Work to do —
Render the records below as a numbered list, from the line that contains "Teacher note to the class: pick out the grassy" through the last line of the records, both ends included. Leave out any blank lines.
•••••
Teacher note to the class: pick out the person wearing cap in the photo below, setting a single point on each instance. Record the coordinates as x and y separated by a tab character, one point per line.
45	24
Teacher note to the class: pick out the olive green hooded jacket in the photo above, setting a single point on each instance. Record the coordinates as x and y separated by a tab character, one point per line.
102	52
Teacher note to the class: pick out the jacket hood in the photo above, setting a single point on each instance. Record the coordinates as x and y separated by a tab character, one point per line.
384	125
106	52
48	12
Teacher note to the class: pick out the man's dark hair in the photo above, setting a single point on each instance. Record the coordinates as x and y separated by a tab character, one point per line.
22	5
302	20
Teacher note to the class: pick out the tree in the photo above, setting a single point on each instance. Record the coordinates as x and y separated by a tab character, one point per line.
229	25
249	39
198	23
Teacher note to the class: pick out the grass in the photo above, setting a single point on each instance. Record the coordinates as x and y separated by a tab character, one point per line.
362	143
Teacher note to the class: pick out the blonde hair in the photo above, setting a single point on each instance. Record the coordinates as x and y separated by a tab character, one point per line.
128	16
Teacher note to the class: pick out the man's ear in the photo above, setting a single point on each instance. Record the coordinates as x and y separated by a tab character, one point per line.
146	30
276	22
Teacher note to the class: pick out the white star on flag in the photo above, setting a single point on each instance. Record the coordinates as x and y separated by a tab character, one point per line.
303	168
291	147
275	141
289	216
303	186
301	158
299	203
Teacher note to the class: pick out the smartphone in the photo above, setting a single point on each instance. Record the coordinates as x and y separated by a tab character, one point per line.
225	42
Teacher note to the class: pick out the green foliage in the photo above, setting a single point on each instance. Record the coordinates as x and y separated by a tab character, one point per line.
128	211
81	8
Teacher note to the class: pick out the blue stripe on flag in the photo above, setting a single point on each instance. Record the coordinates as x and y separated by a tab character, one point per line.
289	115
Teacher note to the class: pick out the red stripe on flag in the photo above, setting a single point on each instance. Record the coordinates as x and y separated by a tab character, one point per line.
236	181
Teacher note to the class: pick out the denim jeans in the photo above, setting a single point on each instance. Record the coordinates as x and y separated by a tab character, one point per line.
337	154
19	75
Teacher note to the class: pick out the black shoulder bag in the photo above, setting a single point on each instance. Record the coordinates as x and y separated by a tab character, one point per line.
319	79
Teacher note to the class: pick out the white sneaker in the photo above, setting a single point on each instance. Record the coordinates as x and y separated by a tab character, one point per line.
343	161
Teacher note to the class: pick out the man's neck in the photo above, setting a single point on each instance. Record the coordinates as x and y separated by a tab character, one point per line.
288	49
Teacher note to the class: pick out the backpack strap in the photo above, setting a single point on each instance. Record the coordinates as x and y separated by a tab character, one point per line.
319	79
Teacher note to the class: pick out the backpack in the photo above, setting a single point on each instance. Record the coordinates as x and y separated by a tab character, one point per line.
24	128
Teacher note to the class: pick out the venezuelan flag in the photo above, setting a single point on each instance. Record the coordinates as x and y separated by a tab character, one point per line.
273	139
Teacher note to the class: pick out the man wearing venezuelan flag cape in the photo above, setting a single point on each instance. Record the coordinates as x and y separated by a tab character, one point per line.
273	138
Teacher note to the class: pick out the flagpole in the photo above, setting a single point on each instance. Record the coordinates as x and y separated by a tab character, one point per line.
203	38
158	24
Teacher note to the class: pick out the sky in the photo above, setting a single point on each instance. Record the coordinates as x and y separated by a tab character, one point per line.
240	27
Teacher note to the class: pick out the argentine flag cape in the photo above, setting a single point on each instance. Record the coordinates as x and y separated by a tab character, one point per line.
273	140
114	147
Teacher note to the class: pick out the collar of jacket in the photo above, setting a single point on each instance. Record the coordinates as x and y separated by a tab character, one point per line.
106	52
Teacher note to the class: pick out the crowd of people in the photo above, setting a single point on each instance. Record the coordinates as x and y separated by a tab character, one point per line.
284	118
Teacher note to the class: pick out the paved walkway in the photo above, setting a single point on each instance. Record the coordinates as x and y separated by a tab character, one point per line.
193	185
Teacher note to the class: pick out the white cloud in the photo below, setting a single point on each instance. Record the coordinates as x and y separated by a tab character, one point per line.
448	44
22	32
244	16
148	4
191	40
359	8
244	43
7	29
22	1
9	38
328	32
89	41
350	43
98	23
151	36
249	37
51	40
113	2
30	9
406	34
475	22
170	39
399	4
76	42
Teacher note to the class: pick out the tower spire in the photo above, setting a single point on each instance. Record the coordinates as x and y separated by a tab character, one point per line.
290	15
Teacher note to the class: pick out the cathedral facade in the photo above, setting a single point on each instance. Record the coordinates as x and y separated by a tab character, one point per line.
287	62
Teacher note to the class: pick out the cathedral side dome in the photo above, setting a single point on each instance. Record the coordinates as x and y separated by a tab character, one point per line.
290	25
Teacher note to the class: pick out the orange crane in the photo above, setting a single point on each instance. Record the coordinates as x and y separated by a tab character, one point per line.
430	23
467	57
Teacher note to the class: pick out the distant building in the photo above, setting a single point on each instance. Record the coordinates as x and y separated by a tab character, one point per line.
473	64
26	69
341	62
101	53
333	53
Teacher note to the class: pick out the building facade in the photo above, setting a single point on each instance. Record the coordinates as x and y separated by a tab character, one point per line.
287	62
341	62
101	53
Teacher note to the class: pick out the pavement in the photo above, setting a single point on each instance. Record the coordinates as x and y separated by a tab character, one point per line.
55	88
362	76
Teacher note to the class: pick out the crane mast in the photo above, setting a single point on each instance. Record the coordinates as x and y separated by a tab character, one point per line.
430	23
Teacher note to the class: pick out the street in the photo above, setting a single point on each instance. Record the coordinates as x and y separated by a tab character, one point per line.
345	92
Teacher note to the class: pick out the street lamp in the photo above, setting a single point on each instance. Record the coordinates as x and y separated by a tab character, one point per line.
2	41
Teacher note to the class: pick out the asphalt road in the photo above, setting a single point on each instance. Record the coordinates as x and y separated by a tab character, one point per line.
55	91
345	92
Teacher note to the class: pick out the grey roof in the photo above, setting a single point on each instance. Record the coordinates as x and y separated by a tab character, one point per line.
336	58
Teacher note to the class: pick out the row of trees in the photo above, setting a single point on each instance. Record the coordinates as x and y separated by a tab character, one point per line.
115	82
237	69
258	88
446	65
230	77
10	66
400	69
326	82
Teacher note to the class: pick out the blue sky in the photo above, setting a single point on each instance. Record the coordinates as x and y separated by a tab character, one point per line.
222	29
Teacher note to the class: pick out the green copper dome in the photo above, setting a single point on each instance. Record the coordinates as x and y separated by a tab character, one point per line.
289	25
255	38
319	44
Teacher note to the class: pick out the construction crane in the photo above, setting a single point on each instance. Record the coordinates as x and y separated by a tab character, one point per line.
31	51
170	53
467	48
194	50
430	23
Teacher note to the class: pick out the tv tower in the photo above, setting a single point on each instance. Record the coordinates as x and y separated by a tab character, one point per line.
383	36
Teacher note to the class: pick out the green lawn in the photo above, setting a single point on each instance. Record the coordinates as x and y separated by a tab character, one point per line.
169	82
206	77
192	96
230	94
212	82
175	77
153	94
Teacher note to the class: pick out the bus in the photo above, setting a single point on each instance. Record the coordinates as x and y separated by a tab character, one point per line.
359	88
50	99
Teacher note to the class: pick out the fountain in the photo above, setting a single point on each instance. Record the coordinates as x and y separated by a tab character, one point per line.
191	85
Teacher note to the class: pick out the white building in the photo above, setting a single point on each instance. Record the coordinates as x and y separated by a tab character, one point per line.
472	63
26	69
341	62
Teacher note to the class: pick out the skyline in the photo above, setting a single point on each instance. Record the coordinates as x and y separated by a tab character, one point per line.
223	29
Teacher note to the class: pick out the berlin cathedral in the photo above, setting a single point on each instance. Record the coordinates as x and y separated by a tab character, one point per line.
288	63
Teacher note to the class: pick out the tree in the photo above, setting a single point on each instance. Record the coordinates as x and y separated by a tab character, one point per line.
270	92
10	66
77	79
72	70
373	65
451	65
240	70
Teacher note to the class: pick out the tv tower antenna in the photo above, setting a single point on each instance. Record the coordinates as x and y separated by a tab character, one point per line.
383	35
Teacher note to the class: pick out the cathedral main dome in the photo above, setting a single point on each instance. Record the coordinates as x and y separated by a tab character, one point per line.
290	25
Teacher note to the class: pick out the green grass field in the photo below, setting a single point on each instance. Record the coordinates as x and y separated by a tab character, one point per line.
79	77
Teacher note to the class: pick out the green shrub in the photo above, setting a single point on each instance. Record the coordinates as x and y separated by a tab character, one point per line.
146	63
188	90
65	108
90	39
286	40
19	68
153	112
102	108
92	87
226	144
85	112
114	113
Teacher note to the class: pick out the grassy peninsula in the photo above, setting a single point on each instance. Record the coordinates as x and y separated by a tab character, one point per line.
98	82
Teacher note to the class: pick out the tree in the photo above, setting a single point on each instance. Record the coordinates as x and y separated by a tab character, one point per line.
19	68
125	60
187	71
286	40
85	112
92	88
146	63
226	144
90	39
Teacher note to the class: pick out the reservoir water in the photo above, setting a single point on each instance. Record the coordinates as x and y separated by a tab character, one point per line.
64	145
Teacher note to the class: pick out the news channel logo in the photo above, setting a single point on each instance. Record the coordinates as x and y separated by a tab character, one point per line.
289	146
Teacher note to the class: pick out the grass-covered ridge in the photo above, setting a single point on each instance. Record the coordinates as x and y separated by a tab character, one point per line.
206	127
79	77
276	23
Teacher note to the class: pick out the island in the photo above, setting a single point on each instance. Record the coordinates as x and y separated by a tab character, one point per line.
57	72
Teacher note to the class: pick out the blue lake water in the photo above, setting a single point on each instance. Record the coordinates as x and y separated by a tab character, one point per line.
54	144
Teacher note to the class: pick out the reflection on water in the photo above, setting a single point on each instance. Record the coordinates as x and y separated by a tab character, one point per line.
•••••
Task output —
1. Teacher note to the class: pick out the grassy peninsula in the photo above, setting a single point on each instance. Record the coordinates as x and y separated by a tab character, one point per line.
2. 98	82
3. Teacher note to the class: pick out the tree in the photo above, setting a single point on each instance. Record the coordinates as x and y separated by a tab character, one point per line.
4. 19	68
5. 125	60
6. 187	71
7. 286	40
8. 85	112
9. 92	88
10. 146	63
11. 226	144
12. 90	39
13. Teacher note to the class: pick out the reservoir water in the photo above, setting a single point on each instance. Record the coordinates as x and y separated by a tab character, one point per line.
14. 64	145
15. Teacher note to the class: pick out the news channel logo in the photo above, setting a single point on each instance. Record the coordinates as x and y separated by a tab character, one point per line.
16. 289	146
17. Teacher note to the class: pick out the grass-covered ridge in the photo above, setting a single point on each instance. Record the coordinates as x and y separated by a tab character, one point per line.
18. 206	127
19. 79	77
20. 276	23
21. Teacher note to the class: pick out the island in the photo above, setting a single point on each instance. Record the coordinates as x and y separated by a tab character, one point per line.
22. 57	72
23. Teacher note to the class: pick out the blue lake water in the photo above, setting a single point on each instance. Record the coordinates as x and y separated by a tab character, one point per line.
24. 54	144
25. Teacher note to the class: pick out the reflection on water in the photo above, setting a single point on each instance. Record the coordinates as x and y separated by a tab character, one point per line.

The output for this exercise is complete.